[Material supplied — start]

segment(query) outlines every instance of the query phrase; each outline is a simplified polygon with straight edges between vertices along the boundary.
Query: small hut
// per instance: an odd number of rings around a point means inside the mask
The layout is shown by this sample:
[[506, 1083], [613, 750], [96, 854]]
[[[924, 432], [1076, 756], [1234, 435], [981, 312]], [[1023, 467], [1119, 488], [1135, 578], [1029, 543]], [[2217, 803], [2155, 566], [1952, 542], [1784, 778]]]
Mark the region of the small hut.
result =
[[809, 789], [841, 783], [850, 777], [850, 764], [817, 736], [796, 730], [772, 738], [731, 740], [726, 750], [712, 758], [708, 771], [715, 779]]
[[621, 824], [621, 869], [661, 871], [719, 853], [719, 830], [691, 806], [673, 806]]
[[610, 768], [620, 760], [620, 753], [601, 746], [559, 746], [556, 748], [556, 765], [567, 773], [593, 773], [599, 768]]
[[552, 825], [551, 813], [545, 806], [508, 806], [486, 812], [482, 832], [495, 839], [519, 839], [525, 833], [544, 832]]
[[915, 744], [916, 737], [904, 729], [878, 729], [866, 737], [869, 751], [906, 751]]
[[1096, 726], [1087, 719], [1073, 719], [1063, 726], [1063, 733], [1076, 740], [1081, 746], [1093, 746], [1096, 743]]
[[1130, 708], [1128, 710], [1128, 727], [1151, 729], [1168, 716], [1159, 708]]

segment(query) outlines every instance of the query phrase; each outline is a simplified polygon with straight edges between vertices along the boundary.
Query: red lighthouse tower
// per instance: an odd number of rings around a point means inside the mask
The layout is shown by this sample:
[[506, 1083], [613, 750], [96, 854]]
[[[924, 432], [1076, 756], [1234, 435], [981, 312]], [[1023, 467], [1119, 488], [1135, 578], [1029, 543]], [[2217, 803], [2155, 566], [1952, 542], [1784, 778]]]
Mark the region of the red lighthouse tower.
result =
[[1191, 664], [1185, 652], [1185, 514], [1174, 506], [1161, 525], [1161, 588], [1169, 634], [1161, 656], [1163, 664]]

[Material supplied — finish]
[Material supplied — start]

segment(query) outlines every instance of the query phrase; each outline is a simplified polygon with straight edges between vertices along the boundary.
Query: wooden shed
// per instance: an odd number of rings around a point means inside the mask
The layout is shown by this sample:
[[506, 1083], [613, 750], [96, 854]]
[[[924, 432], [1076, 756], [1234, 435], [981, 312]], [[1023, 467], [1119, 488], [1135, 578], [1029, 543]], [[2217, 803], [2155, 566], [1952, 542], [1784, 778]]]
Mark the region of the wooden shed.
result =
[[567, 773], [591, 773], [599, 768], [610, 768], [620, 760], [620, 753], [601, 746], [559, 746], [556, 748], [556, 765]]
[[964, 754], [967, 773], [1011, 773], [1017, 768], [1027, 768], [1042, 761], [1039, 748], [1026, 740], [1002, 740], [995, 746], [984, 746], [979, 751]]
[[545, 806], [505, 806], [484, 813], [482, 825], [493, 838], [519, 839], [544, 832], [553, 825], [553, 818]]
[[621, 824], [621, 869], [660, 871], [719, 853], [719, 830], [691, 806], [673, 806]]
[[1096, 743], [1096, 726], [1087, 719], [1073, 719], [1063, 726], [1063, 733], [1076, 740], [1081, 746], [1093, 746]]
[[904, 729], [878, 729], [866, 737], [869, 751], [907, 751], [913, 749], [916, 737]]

[Material supplied — finish]

# Work request
Where a line of the data holds the word "small", copy that line.

# Solution to the exercise
Query: small hut
Mark the region of the small hut.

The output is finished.